● **What is needed**:
Carry over every entry exactly as written, though not the pictures it contains.

[Saved entries]

=== Begin Enclosure ===

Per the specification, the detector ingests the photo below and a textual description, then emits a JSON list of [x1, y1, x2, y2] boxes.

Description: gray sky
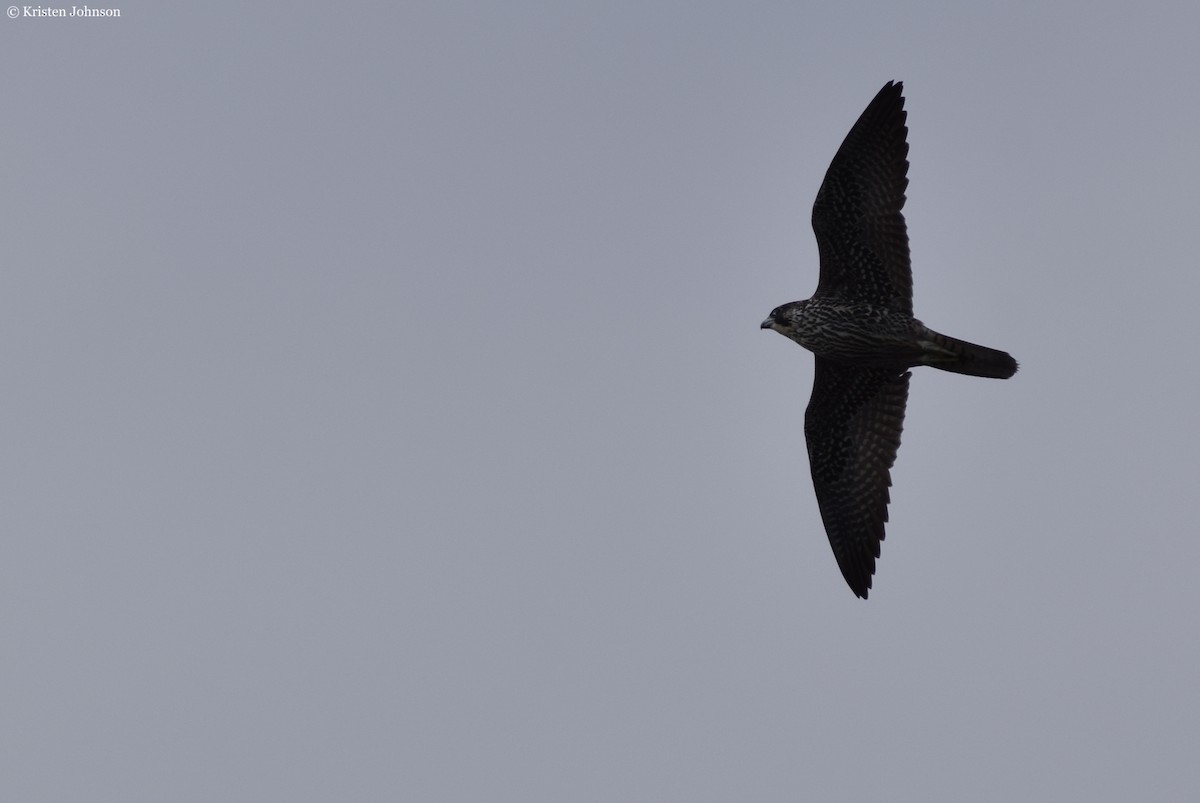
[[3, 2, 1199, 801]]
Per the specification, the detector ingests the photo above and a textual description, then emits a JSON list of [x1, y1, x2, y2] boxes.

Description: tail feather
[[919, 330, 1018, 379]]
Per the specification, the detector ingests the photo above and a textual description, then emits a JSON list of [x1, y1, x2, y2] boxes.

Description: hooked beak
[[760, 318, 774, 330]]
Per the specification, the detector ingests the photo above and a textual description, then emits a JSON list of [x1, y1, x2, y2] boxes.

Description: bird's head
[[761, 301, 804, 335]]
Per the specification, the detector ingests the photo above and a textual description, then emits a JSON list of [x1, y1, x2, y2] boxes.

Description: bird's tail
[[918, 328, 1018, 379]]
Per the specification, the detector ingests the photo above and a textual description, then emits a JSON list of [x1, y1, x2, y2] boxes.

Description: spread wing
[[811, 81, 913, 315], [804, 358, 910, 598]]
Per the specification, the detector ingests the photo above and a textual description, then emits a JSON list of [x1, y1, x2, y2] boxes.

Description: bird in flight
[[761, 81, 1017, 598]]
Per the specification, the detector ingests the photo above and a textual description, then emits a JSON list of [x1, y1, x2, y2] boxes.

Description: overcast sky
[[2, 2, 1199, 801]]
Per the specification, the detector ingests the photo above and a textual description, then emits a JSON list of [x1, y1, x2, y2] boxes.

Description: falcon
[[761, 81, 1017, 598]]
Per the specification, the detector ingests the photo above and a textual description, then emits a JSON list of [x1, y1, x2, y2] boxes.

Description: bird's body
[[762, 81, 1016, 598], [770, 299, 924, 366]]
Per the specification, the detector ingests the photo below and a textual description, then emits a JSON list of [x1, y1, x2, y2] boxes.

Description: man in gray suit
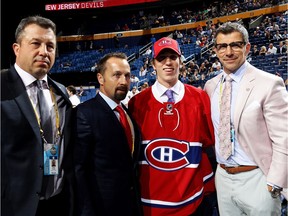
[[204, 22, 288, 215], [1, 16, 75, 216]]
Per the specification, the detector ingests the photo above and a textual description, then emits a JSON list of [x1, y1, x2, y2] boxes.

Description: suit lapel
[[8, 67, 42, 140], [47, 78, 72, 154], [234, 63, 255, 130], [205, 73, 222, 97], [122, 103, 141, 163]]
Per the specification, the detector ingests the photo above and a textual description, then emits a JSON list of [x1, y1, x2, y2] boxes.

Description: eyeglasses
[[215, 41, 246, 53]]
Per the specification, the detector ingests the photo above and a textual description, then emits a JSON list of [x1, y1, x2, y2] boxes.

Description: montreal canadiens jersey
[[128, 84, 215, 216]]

=== End Enclosure ===

● **Answer space**:
Per the specification, the detector ingests the photo below and a textual description, then emits a JSON list of [x1, y1, x2, y2] boxes.

Description: gray sky
[[3, 2, 1199, 801]]
Per the specification, the detector ingests the photo above and a textual description, then emits a JSON list of [x1, y1, x2, y2] boxes.

Description: tail feather
[[919, 330, 1018, 379]]
Per the specification, the detector ingests the photo above and a textual description, then emits a JSON list of [x1, y1, x2, y2] boxes.

Description: hooked beak
[[760, 318, 774, 330]]
Per the specification, the detector ingests the photo above and a textual description, then emits a JSON list of [x1, y1, x2, y2] boxes.

Description: bird's head
[[761, 301, 804, 335]]
Per the specification, the detector ingests the photo above and a textual description, then emits a JSON list of [x1, y1, x2, y2] boxes.

Description: bird's tail
[[918, 328, 1018, 379]]
Per the specification, the detector ingests the photo above and a textual description, then emits a JSON list of [x1, y1, x2, y2] boxes.

Description: spread wing
[[811, 81, 913, 315], [804, 358, 910, 598]]
Per the specification, the detector ingests the photo above and a textual description, then emits a JSON list of [x1, y1, x2, y2] boxes.

Description: bird in flight
[[761, 81, 1017, 598]]
Per the specification, the detector ingests the photo above and a textual description, then emits a JSON list of [x1, y1, x2, y2] boxes.

Description: overcast sky
[[2, 2, 1199, 801]]
Per the specification, the detector ingests the photo above and a textual description, then emits a JSON list of [x1, y1, x2, y2] boxes.

Description: falcon
[[761, 81, 1017, 598]]
Per the specification, the detector ingests the photo above and a textual description, then emits a JSON list of [x1, y1, x2, y2] boxes.

Description: bird's body
[[762, 81, 1016, 598], [770, 299, 924, 366]]
Per the specification, the detector ingests the photo below and a textual description, then emits a JSON list of [x1, y1, x2, y2] boxes.

Description: man in gray suit
[[204, 22, 288, 215], [1, 16, 75, 216]]
Per the specification, the detector ingests the photo above and a textual description, then emits a JSON list of [x1, y1, x2, y2] boxes.

Description: suit lapel
[[8, 67, 42, 140], [47, 78, 72, 154], [234, 63, 255, 130], [205, 73, 222, 97], [122, 103, 141, 163]]
Per the specification, the detector ingests the photo above and a textual description, then emits a JSON list of [x1, y1, x2, y2] boxes.

Description: eyeglasses
[[215, 41, 246, 53]]
Per the specification, the detector ingests the photo above and a textual description, then emits a JSON list of [x1, y1, x2, y2] boxes.

Description: montreal canadiens jersey
[[128, 84, 215, 216]]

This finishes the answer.